--- START RECORDS PROVIDED ---
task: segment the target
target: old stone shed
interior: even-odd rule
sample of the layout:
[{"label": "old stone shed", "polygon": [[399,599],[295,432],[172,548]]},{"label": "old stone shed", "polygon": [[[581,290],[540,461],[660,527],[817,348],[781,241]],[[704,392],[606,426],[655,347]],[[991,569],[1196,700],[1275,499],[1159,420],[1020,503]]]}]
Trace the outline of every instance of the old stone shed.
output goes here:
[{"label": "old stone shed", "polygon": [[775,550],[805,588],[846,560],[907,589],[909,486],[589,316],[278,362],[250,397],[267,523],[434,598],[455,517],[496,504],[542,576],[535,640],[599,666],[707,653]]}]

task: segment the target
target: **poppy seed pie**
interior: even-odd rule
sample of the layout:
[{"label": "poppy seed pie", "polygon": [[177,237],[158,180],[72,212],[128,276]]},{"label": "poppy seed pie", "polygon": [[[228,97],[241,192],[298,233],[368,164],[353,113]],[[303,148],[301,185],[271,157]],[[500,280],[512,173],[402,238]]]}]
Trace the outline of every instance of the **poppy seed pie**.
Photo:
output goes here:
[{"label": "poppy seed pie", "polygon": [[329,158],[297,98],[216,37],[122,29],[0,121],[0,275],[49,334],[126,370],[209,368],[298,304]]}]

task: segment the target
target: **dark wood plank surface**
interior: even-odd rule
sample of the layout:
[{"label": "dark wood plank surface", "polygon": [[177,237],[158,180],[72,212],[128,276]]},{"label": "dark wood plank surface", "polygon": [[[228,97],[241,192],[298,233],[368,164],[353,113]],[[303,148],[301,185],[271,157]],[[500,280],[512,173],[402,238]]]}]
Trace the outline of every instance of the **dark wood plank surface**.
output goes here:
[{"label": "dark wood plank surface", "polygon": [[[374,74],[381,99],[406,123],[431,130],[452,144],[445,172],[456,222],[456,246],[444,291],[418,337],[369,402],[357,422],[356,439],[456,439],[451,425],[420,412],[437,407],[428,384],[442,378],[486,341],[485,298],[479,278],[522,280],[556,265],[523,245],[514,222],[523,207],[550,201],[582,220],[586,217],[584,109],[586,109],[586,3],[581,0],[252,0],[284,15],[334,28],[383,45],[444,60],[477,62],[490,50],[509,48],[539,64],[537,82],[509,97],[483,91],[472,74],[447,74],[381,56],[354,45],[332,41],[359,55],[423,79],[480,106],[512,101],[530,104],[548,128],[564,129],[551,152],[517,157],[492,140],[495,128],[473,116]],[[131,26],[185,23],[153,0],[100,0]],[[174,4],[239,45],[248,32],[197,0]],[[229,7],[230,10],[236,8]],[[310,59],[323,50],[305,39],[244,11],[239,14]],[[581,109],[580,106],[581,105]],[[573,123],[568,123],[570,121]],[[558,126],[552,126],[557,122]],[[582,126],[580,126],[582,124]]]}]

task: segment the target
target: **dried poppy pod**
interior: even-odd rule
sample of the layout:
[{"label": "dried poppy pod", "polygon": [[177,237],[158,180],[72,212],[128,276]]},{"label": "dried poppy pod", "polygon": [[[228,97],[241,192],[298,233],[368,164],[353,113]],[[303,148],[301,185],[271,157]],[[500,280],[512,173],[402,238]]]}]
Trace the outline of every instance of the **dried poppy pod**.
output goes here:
--- END RECORDS PROVIDED ---
*TASK GOAL*
Set down every record above exactly as given.

*FINAL RESULT*
task: segment the target
target: old stone shed
interior: even-odd rule
sample of the layout:
[{"label": "old stone shed", "polygon": [[399,599],[295,432],[172,548]]},{"label": "old stone shed", "polygon": [[[581,290],[540,461],[660,527],[817,348],[781,241]],[[704,392],[606,426],[655,347]],[[991,569],[1196,700],[1275,499],[1159,420],[1020,503]]]}]
Trace the outline of every instance of the old stone shed.
output goes here:
[{"label": "old stone shed", "polygon": [[775,550],[805,588],[846,560],[907,589],[909,486],[589,316],[278,362],[250,397],[267,523],[434,598],[455,517],[496,504],[542,576],[535,640],[599,666],[707,653]]}]

task: segment the target
target: **poppy seed pie**
interior: even-odd rule
sample of the layout:
[{"label": "poppy seed pie", "polygon": [[177,237],[158,180],[72,212],[128,276]]},{"label": "poppy seed pie", "polygon": [[[228,97],[241,192],[298,233],[368,164],[353,113]],[[303,148],[301,185],[271,157]],[[500,280],[512,173],[402,238]]]}]
Trace the outline of every instance of the **poppy seed pie**.
Photo:
output goes here:
[{"label": "poppy seed pie", "polygon": [[329,158],[297,98],[216,37],[122,29],[0,121],[0,275],[49,334],[126,370],[209,368],[298,304]]}]

task: segment the target
target: **dark wood plank surface**
interior: even-odd rule
sample of the layout:
[{"label": "dark wood plank surface", "polygon": [[177,237],[158,180],[72,212],[128,276]]},{"label": "dark wood plank surface", "polygon": [[[228,97],[241,192],[298,233],[368,164],[353,113]],[[303,148],[301,185],[271,157]],[[500,280],[512,173],[402,238]]]}]
Trace the outline of every instance of the **dark wood plank surface**.
output goes here:
[{"label": "dark wood plank surface", "polygon": [[[374,74],[381,99],[406,123],[431,130],[452,144],[445,172],[456,222],[456,246],[444,291],[418,337],[369,402],[357,422],[356,439],[456,439],[451,425],[420,412],[437,407],[428,384],[442,378],[486,341],[485,298],[479,278],[522,280],[556,265],[523,245],[514,222],[523,207],[550,201],[582,220],[586,217],[584,109],[586,109],[586,3],[581,0],[252,0],[284,15],[334,28],[383,45],[444,60],[477,62],[490,50],[509,48],[539,64],[537,82],[509,97],[483,91],[472,74],[447,74],[381,56],[354,45],[332,41],[359,55],[423,79],[480,106],[512,101],[530,104],[548,128],[564,129],[551,152],[517,157],[492,140],[495,128],[473,116]],[[131,26],[185,23],[153,0],[100,0]],[[174,4],[239,45],[248,32],[197,0]],[[229,7],[230,10],[236,8]],[[310,59],[323,50],[305,39],[244,11],[239,14]],[[581,109],[580,106],[581,105]],[[573,123],[568,123],[570,121]],[[558,126],[552,126],[557,122]],[[582,126],[580,126],[582,124]]]}]

task: segment the target
target: **dried poppy pod**
interior: even-odd rule
sample of the layout:
[{"label": "dried poppy pod", "polygon": [[177,237],[158,180],[72,212],[128,276]]},{"label": "dried poppy pod", "polygon": [[[228,97],[241,192],[298,233],[368,164],[353,113]],[[303,148],[301,185],[271,157]],[[500,280],[512,173],[402,238]]]}]
Trace the outline of every instance of the **dried poppy pod**.
output goes here:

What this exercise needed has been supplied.